◆ Source extract ◆

SHE READ TO US IN THE LATE AFTERNOONS

A Life in Novels

by Kathleen Hill

Pub Date: Oct. 24th, 2017
ISBN: 978-1-883285-72-2
Publisher: Delphinium

A distinguished fiction writer traces the relationship between significant periods in her life and the novels she was reading during those defining times.

From the time she was a child, Hill (MFA Program/Sarah Lawrence Coll. Who Occupies This House, 2010, etc.) had a sense that events unfolding around her were “inside a story.” The first time she experienced the way life and art mirrored each other was in a seventh-grade music class. Around the time her teacher told students about the accident that ended her career as a concert pianist, Hill immersed herself in Willa Cather’s Lucy Gayheart. The heroine's accidental drowning prepared the author for the death of a friend’s father, who committed suicide by jumping into the town reservoir. When she was 23, she traveled to Nigeria with her husband to teach. There, she encountered Things Fall Apart and learned about Nigeria’s racist colonial history, all without fully realizing how deeply implicated her own “right-thinking” country was in that brutal past. Reading A Portrait of a Lady cast her own innocence, both about colonial Africa and her own rushed union with her husband, into uncomfortable relief: like slavery, “marriage involved...the desire…to bend another’s will to the requirements of one’s own.” On a later trip to France, the author was drawn to Madame Bovary and the female protagonist who believed that reality “hover[ed] just beyond reach”; and then to Diary of a Country Priest, which offered her insight into how she had been looking at the people around her “through the lens of fear” rather than love. But it would be À la Recherche du Temps Perdu, which she read many years later to a nearly blind Diana Trilling, that would cause her to think more deeply about the mysteries of life. Eloquent and searching, Hill’s book explores the strange and wondrous resonances between the read and lived while celebrating reading itself as among the most profoundly transformative of human acts.

A thought-provoking memoir about the significance of literature in life.

◆ Source excerpt ◆
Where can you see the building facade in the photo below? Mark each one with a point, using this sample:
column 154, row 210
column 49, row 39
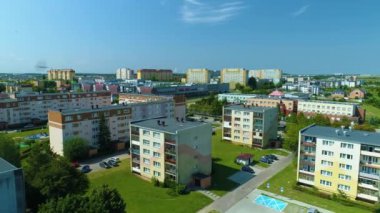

◆ Directions for this task ◆
Reproduce the passage of the book review above that begins with the words "by Kathleen Hill" and ends with the words "those defining times.".

◆ Full answer ◆
by Kathleen Hill

Pub Date: Oct. 24th, 2017
ISBN: 978-1-883285-72-2
Publisher: Delphinium

A distinguished fiction writer traces the relationship between significant periods in her life and the novels she was reading during those defining times.